▶ _LIST OF TASKS_
a - In the Double Entendre concert notice, who taught Peter de Jager composition at the University of Melbourne?
b - Repeat the part of the Double Entendre concert notice from "Tickets $59 standard" up to and including "Sondheim, and Xenakis." word for word.
c - Carry on writing the Double Entendre concert notice, picking up right after its final sentence.

▶ _DOCUMENT EXCERPT_
⁂

Melbourne Chamber Orchestra performs Double Entendre with musicians from the Australian National Academy of Music on Friday 6 June at 7pm.
Tickets $59 standard / $54 concession. Visit ANAM’s website for ticket purchases.
Peter de Jager (b. 1989)
Fugue, Forest, Chorale & Toccata (2014) (world premiere)
Peter de Jager is steadily gaining more recognition as a composer, having already built a reputation as a sought after solo and collaborative pianist and harpsichordist. He studied composition with Elliott Gyger and Stuart Greenbaum at the University of Melbourne. In 2012 he was young composer in residence at ANAM, writing four works that were performed by students throughout the year. His influences are many, including Bach, Byrd, Frescobaldi, Plainchant, Rachmaninoff, Ligeti, Radiohead, Tori Amos, Sondheim, and Xenakis.

⁂

▶ _MATERIAL PROVIDED_
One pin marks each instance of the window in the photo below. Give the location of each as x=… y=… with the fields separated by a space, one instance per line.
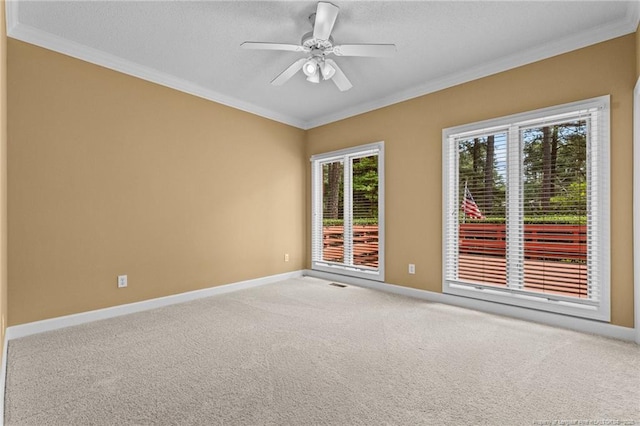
x=526 y=209
x=347 y=212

⁂

▶ _SOLVED TASKS_
a - Elliott Gyger and Stuart Greenbaum.

b -
Tickets $59 standard / $54 concession. Visit ANAM’s website for ticket purchases.
Peter de Jager (b. 1989)
Fugue, Forest, Chorale & Toccata (2014) (world premiere)
Peter de Jager is steadily gaining more recognition as a composer, having already built a reputation as a sought after solo and collaborative pianist and harpsichordist. He studied composition with Elliott Gyger and Stuart Greenbaum at the University of Melbourne. In 2012 he was young composer in residence at ANAM, writing four works that were performed by students throughout the year. His influences are many, including Bach, Byrd, Frescobaldi, Plainchant, Rachmaninoff, Ligeti, Radiohead, Tori Amos, Sondheim, and Xenakis.

c -
Fugue, Forest, Chorale, and Toccata is akin to a mini symphony in four short interconnected movements. It started life in an eccentric fashion, as ideas for two viola ensemble pieces, Forest, for eight violas, and Fugue, Chorale, and Toccata for nine violas. This explains the awkward expansion of eight and nine part counterpoint into a twenty strong double ensemble. I have used the opposing groups colouristically. Just as one would choose a specific instrumental colour for an expressive purpose, so too did I choose the specific way in which the “teams” clash or join together. Essentially the work explores the way strict formal structures can exist not only as pure music, but as emblematic of a particular image or scenario. © Peter de Jager 2014
Swiss composer Frank Martin (1890-1974) was the son of a Calvinist minister. Although he had decided in his teens to become a musician, he nevertheless bowed to parental pressure and studied mathematics and physics. After the first world war, however, Martin followed his heart and took intensive private tuition in harmony and composition from a number of teachers, including Emile Jacques-Dalcroze. Although he never attended a conservatory, Martin’s achievements were such that by 1943 he was president of the Swiss Musicians’ Union, and in the 1950s taught a composition class at the Cologne Hochschüle. His musical style is strongly grounded in Bach, who remained the composer’s primary reference his entire life, although he later experimented with Bulgarian rhythms, serialism and even pop music. Throughout his life Martin turned to sacred subjects, and his major works include the Passion oratorio Golgotha, a Christmas cantata and a requiem.
When Yehudi Menuhin and Edmond de Stoutz asked me to write a concerto for violin & string orchestra for them my first reaction was that it would be impossible to follow the masterpieces that J.S. Bach wrote for this same combination. I then thought that it would be better to write a suite of fairly short pieces – images relating to something or other. It was when I saw in Siena a polyptyque depicting, in a series of miniatures, the various episodes of the Passion, that I was inspired to try to express the episodes in music. As music is an abstract art I could only seek to transpose the essence of my own personal reaction to the those scenes in music.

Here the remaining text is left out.